Data provided:
-*-
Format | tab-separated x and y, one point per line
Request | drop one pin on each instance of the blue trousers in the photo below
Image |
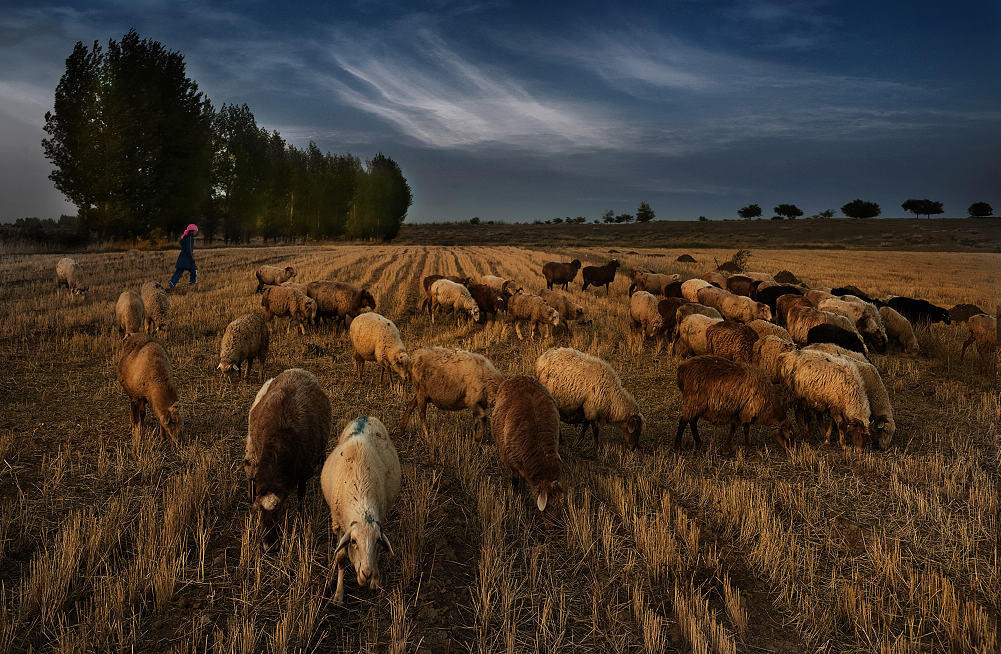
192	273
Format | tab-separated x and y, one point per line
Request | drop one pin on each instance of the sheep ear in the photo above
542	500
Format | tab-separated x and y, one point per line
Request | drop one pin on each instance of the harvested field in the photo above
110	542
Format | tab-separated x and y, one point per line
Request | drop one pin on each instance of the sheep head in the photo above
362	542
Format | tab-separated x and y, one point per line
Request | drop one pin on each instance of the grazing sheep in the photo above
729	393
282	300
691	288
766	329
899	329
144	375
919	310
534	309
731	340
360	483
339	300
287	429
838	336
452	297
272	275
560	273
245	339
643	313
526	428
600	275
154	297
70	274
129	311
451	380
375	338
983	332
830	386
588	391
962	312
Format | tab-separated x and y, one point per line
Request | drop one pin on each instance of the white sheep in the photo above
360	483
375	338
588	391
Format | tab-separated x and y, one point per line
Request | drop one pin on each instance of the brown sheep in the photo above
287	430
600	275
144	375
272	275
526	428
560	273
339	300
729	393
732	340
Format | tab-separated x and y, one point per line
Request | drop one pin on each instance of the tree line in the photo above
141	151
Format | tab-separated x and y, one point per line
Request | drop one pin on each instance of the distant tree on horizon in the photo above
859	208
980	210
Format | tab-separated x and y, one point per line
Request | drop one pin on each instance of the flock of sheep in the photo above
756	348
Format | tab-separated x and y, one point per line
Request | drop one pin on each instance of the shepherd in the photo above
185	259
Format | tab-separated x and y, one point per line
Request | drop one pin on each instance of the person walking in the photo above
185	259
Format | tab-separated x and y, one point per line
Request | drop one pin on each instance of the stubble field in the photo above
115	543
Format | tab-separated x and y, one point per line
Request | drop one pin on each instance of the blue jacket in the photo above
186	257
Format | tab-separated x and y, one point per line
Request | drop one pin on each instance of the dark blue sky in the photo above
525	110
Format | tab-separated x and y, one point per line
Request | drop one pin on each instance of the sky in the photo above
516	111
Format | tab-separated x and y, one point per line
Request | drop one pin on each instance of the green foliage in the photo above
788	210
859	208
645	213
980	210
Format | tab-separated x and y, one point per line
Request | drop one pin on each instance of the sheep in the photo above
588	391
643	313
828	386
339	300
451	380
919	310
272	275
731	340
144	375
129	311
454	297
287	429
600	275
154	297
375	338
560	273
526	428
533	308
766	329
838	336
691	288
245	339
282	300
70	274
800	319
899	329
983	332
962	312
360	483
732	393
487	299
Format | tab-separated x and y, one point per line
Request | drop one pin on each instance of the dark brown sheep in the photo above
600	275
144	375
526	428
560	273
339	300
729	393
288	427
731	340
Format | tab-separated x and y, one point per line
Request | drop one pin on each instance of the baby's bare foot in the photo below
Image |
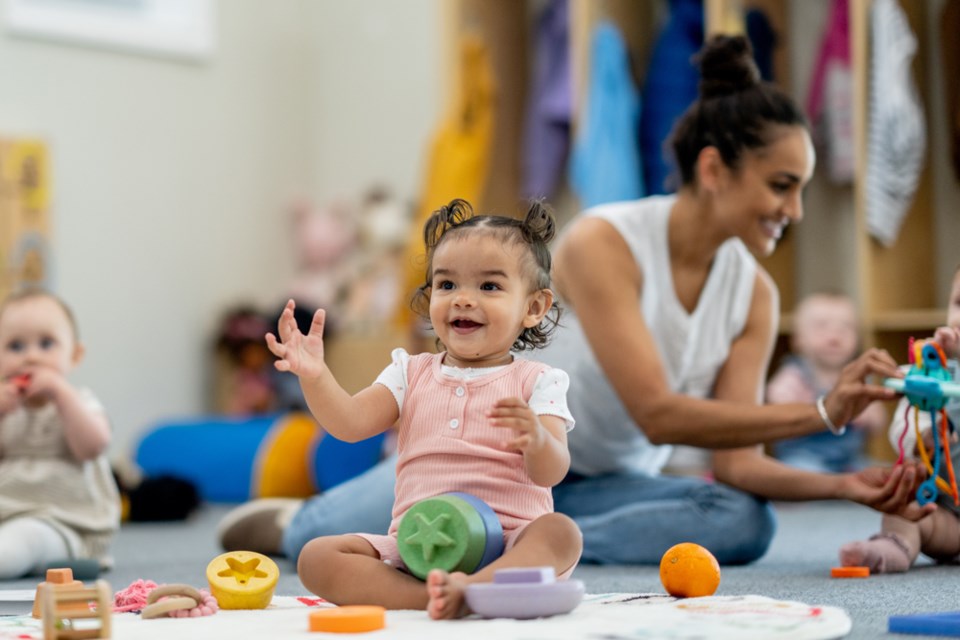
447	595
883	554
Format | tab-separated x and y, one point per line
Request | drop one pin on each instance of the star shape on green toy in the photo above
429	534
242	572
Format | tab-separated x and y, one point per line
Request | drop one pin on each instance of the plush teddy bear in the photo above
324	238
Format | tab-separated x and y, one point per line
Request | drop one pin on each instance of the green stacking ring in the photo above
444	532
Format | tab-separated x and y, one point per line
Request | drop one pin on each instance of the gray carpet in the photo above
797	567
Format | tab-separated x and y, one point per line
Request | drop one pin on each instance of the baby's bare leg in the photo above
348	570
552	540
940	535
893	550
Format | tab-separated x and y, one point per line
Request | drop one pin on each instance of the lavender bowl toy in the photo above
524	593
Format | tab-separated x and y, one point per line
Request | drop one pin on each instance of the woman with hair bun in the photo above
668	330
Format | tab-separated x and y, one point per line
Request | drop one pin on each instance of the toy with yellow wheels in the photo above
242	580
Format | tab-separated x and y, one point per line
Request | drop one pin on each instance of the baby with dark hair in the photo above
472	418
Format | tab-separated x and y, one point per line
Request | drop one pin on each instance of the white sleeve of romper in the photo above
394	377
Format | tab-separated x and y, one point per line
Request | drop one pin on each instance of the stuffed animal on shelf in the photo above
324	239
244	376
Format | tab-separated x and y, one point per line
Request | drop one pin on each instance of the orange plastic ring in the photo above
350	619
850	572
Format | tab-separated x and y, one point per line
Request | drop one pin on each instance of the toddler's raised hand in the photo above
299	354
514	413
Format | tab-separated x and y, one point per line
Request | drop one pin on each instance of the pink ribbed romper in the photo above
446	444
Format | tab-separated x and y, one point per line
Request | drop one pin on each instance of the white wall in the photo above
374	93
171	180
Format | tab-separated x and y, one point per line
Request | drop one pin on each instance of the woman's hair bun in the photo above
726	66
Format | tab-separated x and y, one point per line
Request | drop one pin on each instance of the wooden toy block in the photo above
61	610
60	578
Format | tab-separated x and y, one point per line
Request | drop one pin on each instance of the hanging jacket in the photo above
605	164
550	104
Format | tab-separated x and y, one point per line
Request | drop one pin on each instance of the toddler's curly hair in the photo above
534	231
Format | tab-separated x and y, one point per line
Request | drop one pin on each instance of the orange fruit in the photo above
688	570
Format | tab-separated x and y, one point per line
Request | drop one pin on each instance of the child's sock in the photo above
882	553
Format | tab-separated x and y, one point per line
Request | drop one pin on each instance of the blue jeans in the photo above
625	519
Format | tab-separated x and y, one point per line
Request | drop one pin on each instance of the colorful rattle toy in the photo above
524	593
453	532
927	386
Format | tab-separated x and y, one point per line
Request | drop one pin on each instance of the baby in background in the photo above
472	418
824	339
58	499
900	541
-*-
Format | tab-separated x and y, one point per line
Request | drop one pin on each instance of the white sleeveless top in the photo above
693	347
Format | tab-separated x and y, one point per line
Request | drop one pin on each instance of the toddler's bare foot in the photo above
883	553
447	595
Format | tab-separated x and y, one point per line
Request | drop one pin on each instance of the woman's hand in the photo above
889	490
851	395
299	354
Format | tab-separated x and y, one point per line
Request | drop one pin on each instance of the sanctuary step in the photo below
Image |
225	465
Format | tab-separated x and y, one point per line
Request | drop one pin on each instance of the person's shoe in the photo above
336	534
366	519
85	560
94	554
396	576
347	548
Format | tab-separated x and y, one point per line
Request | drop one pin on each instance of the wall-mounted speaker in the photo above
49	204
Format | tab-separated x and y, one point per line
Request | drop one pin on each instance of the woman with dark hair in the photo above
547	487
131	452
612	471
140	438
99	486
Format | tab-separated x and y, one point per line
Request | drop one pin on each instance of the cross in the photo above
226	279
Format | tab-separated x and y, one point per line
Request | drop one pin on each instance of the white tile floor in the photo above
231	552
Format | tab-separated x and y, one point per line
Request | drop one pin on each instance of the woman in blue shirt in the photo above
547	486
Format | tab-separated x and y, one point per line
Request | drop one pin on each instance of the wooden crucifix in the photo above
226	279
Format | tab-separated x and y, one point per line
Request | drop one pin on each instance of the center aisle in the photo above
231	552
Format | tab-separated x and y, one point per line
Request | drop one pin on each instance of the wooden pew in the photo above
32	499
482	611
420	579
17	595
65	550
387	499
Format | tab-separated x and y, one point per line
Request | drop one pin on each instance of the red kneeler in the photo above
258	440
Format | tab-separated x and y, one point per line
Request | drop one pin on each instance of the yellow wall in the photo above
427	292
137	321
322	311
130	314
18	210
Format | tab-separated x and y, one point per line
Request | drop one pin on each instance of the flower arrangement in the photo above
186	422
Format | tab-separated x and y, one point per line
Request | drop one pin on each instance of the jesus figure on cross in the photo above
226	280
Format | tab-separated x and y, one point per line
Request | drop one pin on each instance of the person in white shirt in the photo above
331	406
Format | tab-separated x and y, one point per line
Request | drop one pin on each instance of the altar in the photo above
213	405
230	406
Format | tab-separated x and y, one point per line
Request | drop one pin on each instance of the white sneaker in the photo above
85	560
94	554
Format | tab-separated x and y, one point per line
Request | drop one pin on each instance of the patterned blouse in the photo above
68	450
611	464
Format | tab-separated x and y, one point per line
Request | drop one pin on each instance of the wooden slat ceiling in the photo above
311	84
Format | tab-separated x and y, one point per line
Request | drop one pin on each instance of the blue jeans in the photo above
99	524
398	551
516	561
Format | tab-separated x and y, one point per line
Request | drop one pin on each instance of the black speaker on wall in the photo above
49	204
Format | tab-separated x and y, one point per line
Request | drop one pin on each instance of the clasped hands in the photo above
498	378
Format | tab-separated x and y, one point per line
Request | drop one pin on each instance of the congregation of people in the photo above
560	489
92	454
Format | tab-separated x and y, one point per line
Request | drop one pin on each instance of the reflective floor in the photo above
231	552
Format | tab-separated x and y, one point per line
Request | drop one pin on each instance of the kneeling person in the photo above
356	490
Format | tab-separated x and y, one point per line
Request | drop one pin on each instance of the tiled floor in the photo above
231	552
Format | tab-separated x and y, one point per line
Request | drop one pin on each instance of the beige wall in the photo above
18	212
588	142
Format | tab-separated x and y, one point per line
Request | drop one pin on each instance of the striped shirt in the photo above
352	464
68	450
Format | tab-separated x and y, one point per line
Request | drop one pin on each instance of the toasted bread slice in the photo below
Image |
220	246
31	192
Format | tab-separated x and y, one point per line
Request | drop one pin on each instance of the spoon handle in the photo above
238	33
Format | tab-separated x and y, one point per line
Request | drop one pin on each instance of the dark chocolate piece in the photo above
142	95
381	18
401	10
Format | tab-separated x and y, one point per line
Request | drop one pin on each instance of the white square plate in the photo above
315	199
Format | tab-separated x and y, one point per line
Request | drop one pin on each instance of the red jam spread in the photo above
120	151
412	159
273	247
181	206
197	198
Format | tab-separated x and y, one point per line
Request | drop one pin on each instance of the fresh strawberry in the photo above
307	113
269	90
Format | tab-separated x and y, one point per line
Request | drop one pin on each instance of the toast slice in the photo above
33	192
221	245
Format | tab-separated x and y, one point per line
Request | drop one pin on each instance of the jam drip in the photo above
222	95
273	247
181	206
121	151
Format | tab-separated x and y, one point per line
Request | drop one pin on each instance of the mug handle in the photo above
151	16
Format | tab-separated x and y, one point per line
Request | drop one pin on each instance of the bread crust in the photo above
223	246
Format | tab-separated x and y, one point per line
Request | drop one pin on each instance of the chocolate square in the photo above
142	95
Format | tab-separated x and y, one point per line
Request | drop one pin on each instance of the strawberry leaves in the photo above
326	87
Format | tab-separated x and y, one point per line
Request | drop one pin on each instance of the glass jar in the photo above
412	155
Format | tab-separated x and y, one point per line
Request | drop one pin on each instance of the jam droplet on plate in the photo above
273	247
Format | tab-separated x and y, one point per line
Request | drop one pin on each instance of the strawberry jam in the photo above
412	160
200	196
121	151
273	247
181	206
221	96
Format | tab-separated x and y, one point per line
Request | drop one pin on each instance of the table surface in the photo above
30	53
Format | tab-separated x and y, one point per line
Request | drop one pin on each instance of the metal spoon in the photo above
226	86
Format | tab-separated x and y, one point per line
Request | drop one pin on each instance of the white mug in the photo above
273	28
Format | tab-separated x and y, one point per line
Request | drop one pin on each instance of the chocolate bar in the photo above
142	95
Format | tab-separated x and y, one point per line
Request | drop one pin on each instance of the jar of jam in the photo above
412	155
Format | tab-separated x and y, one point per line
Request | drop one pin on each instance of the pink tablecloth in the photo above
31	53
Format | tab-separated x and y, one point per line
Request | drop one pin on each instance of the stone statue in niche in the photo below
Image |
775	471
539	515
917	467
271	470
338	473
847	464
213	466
-*-
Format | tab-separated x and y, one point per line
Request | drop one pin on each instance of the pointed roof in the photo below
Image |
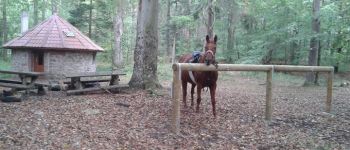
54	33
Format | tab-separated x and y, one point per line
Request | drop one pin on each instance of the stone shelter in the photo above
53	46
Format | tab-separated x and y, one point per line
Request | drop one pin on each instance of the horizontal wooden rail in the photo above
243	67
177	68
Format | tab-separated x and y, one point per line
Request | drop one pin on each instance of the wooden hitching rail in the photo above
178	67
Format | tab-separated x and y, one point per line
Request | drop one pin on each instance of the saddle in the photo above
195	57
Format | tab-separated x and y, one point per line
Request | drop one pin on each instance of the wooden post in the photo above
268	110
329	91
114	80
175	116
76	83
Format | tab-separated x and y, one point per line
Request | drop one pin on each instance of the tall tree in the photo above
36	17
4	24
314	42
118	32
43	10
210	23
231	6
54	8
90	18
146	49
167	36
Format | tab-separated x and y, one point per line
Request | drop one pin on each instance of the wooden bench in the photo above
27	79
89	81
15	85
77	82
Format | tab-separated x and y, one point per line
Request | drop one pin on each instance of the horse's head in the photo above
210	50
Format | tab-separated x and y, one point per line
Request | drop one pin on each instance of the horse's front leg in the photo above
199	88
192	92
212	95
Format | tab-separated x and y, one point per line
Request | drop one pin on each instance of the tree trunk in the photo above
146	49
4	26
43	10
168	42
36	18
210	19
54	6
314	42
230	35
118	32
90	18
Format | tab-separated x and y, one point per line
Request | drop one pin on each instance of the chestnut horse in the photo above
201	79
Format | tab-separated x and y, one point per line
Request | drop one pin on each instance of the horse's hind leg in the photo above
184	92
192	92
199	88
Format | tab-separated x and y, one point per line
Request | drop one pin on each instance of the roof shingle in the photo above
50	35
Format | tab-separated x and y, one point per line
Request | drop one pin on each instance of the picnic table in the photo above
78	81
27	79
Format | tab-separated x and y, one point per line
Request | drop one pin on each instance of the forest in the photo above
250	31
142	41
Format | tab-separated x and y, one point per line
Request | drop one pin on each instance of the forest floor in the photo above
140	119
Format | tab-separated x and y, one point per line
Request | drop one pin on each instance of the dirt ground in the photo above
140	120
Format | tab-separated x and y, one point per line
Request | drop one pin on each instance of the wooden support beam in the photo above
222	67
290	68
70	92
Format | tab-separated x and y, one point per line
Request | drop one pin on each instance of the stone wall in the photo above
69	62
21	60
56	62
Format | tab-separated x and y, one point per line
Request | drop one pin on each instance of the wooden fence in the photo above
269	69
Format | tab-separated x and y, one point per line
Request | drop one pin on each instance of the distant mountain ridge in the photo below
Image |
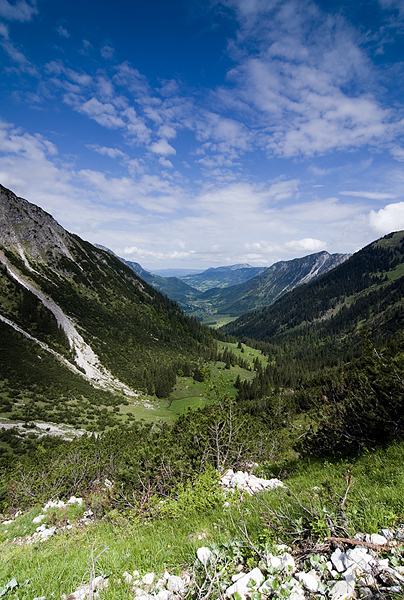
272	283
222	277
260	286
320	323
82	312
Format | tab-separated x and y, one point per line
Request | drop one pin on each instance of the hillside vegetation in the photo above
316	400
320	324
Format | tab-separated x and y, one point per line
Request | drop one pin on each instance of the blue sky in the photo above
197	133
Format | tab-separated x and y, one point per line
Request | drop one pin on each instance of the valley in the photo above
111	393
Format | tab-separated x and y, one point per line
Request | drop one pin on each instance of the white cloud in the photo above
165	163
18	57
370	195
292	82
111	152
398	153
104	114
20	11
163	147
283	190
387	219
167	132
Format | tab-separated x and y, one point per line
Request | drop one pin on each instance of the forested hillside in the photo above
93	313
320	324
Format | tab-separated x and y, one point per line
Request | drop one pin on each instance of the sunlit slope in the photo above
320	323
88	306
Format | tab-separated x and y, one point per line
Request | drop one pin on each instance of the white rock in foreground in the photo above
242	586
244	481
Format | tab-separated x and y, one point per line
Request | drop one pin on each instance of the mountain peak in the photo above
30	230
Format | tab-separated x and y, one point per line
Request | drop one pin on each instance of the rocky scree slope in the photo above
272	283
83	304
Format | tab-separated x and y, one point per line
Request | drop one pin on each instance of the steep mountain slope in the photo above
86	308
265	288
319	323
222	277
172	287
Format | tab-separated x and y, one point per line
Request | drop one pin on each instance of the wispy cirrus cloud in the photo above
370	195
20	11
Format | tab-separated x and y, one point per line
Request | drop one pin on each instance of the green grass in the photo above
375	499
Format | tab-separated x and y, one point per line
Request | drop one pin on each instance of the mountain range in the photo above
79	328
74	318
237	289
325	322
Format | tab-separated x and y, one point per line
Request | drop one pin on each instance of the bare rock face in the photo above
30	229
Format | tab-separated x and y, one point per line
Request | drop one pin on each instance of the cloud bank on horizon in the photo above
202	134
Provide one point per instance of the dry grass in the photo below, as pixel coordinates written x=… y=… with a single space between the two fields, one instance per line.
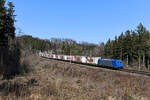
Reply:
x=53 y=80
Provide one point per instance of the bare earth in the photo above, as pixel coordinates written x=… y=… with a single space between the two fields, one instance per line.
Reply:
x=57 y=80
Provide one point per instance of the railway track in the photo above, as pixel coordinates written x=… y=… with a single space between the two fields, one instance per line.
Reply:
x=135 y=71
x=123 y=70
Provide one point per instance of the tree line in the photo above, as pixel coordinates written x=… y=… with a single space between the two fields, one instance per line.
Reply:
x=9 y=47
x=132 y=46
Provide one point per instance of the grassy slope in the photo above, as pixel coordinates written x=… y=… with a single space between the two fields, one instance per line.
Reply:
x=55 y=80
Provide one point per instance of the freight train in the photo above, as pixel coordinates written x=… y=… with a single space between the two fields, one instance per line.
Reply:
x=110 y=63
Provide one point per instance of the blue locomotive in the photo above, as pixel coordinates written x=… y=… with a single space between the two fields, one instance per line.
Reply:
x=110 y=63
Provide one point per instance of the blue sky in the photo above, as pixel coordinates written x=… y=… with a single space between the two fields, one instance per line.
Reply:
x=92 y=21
-*-
Task description:
Identify each line in the records above containing the word "coordinates"; copy those lines.

Written response:
Provide one point per instance of the dry grass in the photo below, as pixel coordinates written x=… y=… with a single space between the two fields, one instance per line.
Provide one point per instance of the bare earth in the photo above, as pixel coordinates written x=… y=… with a single space between the two fields, one instance per line.
Provide one point per instance of the railway track in the photo above, as pixel coordinates written x=… y=… with a single space between the two fields, one instance per line.
Provide one point per instance of the tree line in the photo above, as pixel coordinates written x=… y=… with a single space between the two fields, one instance per line.
Provide one point per instance of the grassy slope in the photo above, as pixel coordinates written x=… y=… with a single space between the two fields, one instance per line.
Provide one point per instance of the freight train in the photo above, as pixel coordinates written x=… y=… with a single space between the two fields, one instance per line.
Provide one point per instance of the blue locomotive in the photo above, as pixel coordinates written x=… y=… with a single space between the two fields, one instance per line.
Provide one point per instance of the blue sky in the photo above, as pixel coordinates written x=… y=… with a single space between the two fields, one instance per line.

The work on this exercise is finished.